*WORK TO DO*. All lines from the one with "Point out the potted" to the end need to be copied exactly, with nothing before them.

*Excerpts of pointing data*.
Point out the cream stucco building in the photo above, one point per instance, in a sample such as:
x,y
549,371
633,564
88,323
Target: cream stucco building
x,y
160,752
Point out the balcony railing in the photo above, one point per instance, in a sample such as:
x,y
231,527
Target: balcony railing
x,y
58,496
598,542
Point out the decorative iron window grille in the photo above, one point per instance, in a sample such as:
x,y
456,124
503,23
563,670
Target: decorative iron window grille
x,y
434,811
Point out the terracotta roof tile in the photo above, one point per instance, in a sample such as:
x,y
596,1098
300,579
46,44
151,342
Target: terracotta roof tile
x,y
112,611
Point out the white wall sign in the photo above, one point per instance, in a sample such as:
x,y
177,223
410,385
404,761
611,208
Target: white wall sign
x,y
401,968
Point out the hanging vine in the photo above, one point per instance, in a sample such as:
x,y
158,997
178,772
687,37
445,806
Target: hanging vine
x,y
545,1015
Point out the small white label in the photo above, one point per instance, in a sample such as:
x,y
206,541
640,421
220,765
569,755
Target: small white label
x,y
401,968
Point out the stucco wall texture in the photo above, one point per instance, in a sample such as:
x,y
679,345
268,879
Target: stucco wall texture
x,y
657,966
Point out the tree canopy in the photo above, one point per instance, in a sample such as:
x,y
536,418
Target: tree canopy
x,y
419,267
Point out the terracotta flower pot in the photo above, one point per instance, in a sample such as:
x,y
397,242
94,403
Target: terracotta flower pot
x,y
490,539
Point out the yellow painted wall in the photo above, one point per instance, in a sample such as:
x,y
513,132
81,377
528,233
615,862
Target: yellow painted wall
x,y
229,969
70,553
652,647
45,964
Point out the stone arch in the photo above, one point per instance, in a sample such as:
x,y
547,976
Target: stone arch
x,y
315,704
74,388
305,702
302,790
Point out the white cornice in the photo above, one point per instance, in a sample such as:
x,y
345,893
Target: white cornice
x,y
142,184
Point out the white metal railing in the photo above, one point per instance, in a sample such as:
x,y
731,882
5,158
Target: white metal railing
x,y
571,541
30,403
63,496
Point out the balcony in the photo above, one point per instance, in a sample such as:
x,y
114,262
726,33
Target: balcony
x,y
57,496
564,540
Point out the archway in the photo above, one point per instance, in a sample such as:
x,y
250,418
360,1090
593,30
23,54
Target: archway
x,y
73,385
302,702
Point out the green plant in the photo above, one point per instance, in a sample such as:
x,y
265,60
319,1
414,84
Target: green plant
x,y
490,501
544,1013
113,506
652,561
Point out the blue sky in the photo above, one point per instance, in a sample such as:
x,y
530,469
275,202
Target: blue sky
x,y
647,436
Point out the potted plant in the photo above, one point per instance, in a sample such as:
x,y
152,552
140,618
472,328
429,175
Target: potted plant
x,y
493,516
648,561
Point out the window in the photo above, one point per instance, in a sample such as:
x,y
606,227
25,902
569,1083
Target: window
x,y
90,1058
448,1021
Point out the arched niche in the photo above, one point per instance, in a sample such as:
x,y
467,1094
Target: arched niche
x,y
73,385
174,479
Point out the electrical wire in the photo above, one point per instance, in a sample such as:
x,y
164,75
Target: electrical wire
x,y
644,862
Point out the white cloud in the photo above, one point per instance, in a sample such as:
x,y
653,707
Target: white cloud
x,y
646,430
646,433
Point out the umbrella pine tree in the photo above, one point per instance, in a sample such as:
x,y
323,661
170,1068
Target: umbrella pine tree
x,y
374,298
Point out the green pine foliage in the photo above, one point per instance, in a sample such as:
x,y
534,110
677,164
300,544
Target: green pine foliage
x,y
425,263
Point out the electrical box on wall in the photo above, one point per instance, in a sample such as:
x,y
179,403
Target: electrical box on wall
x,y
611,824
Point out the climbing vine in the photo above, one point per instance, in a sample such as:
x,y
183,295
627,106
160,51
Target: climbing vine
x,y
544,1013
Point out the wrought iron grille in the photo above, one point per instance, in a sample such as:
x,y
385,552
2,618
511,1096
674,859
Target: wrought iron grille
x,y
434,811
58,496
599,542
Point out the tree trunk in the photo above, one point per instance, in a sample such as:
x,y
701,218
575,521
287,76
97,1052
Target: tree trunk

*RESULT FOR THIS TASK*.
Point out the potted plant in the photo above, one point per instance, in a sample such as:
x,y
152,552
140,618
472,328
429,175
Target: potted plant
x,y
493,516
648,561
Point out the window in the photo above, one point per instance, in a sample such as:
x,y
606,227
25,902
569,1083
Target: window
x,y
90,1058
448,1021
Point out the arched niche in the photo above, one point per instance, in a sample such as:
x,y
467,1094
Target: arched niche
x,y
73,385
174,479
Point out the electrical wire in the photo above, one point per instance, in a sample such as:
x,y
164,75
Target: electrical wire
x,y
644,862
Point out the white cloud in the photo above, one point per instance, in a sample such as:
x,y
653,707
Target: white cloud
x,y
646,430
646,433
Point out the umbrella pine tree in the photo above, one point per instance, in a sample such as:
x,y
323,661
170,1068
Target: umbrella pine tree
x,y
374,298
Point out the green pine foliage in the photo above, one point per instance, in a sample such as:
x,y
534,110
677,164
300,544
Target: green pine foliage
x,y
425,263
Point out the electrical box on wall in the photo above, one point per instance, in a sample such as:
x,y
179,403
Target: electrical box on wall
x,y
611,824
Point out the climbing vine in the photo above, one point per instance, in a sample such as:
x,y
183,295
627,106
160,51
Target: climbing vine
x,y
544,1013
Point out the wrought iron grille in the photo above, one point per instance, in a sample such as:
x,y
385,552
2,618
511,1096
674,859
Target: wrought iron grille
x,y
434,811
58,496
599,542
Point out the tree trunk in the photo above, one point per instance, in a sample such as:
x,y
701,218
575,521
287,76
97,1052
Target: tree trunk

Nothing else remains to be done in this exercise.